Exercise goal> Return, with no changes, every line of the records from the line containing "like x=35, y=269." up to and including the line containing "x=11, y=140".

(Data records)
· · · · ·

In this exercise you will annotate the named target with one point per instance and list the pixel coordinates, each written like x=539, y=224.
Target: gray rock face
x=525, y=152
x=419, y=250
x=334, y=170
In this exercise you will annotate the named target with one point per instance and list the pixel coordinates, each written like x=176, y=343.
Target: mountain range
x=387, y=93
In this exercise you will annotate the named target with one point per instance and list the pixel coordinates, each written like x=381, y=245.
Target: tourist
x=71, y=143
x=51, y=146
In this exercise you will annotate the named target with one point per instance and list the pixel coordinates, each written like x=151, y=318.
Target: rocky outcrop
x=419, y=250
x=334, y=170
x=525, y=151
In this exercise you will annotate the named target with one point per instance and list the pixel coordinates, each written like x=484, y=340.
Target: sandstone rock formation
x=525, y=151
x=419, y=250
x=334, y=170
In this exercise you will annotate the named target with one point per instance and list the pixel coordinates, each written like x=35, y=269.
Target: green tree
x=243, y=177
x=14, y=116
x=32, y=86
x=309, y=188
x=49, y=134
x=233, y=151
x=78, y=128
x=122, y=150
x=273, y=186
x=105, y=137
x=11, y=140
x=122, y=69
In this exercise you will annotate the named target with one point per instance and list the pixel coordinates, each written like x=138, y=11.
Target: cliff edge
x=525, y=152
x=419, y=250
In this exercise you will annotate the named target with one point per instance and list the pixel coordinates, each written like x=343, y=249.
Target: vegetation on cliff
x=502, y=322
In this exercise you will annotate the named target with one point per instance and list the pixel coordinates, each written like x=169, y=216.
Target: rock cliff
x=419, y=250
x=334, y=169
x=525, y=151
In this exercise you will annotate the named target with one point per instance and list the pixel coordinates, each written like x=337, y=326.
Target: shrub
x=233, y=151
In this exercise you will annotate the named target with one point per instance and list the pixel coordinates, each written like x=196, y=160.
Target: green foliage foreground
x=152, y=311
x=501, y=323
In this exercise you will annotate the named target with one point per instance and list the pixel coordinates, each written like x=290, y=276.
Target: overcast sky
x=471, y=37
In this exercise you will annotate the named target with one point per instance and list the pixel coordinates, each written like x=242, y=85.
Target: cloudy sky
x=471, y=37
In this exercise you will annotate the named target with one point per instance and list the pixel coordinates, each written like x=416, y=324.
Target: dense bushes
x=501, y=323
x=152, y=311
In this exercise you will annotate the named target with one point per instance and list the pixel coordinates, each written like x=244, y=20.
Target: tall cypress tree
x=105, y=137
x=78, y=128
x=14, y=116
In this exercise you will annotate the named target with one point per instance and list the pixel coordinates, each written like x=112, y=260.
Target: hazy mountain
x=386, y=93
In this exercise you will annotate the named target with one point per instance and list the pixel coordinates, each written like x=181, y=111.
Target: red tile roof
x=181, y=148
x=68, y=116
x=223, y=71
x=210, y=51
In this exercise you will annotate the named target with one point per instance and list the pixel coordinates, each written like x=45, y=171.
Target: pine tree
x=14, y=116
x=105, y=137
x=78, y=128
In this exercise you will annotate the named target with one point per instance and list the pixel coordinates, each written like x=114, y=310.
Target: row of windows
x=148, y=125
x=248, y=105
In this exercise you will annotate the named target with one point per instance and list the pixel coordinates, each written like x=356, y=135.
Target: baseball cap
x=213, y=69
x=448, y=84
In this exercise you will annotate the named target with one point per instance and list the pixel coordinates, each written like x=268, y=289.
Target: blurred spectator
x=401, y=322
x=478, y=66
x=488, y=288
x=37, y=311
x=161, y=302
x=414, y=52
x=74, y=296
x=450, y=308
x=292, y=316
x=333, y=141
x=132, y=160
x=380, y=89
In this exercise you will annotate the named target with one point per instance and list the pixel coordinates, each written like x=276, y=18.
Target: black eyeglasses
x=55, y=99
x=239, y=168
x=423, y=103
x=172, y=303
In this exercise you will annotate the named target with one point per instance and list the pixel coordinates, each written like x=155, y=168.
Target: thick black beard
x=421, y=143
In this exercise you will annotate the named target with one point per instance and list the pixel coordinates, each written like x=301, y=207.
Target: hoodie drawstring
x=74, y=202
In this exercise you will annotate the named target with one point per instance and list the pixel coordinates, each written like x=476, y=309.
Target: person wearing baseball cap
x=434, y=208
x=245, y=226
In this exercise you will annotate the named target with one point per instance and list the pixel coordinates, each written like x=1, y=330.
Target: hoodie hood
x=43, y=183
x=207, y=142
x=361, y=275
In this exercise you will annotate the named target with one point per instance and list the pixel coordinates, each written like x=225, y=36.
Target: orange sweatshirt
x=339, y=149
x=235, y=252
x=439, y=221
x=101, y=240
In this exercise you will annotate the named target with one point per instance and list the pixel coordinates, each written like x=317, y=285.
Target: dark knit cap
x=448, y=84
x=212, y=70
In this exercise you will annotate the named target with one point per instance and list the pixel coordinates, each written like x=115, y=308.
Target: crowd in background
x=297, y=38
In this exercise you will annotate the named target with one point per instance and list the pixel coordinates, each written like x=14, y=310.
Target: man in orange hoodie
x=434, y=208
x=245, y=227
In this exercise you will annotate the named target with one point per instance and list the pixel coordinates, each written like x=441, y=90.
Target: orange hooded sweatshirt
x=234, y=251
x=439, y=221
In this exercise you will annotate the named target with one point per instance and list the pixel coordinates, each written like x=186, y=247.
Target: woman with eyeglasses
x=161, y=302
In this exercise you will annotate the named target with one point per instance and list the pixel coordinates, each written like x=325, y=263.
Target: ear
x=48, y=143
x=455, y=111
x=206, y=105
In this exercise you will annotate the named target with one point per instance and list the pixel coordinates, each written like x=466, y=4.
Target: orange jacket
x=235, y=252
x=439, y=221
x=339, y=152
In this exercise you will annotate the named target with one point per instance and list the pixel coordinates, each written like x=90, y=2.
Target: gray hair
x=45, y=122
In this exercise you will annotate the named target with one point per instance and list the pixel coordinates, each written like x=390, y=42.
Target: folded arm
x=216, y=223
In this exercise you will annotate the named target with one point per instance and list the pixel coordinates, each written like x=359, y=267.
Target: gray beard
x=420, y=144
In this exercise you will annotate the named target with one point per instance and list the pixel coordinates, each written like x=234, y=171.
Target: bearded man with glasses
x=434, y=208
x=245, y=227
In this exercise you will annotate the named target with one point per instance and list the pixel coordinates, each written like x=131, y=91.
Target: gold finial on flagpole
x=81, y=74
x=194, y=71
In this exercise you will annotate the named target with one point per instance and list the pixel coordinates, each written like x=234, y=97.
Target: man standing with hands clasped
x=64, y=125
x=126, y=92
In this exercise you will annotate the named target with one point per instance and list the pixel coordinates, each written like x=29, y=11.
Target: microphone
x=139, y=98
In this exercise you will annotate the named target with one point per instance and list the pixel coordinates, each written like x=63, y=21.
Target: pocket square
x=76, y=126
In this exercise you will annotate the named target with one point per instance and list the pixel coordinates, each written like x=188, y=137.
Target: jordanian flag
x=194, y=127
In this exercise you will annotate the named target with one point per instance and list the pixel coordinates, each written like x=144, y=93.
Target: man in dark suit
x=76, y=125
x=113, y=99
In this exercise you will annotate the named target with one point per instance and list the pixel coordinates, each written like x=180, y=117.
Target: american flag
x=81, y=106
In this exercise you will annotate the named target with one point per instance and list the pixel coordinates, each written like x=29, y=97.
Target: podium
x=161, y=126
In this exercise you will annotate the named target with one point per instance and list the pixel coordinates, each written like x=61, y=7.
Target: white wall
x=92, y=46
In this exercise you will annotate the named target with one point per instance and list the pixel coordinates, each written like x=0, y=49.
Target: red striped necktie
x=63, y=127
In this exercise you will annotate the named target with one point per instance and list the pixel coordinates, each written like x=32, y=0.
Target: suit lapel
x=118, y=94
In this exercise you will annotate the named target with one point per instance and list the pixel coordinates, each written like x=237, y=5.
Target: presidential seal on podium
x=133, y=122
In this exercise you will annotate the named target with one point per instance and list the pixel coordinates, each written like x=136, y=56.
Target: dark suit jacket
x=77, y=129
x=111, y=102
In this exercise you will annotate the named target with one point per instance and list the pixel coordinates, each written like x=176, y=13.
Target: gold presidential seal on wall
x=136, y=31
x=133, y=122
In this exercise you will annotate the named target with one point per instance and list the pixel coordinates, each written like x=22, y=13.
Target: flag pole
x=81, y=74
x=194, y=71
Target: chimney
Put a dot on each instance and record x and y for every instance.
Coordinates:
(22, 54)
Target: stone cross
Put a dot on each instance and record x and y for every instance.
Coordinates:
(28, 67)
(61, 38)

· · · · ·

Task output>
In this exercise you will annotate the named target with one point per instance and list the pixel coordinates, each written like x=35, y=269.
Target: green tree
x=243, y=177
x=14, y=116
x=32, y=86
x=309, y=188
x=49, y=134
x=233, y=151
x=78, y=128
x=122, y=150
x=273, y=186
x=105, y=137
x=11, y=140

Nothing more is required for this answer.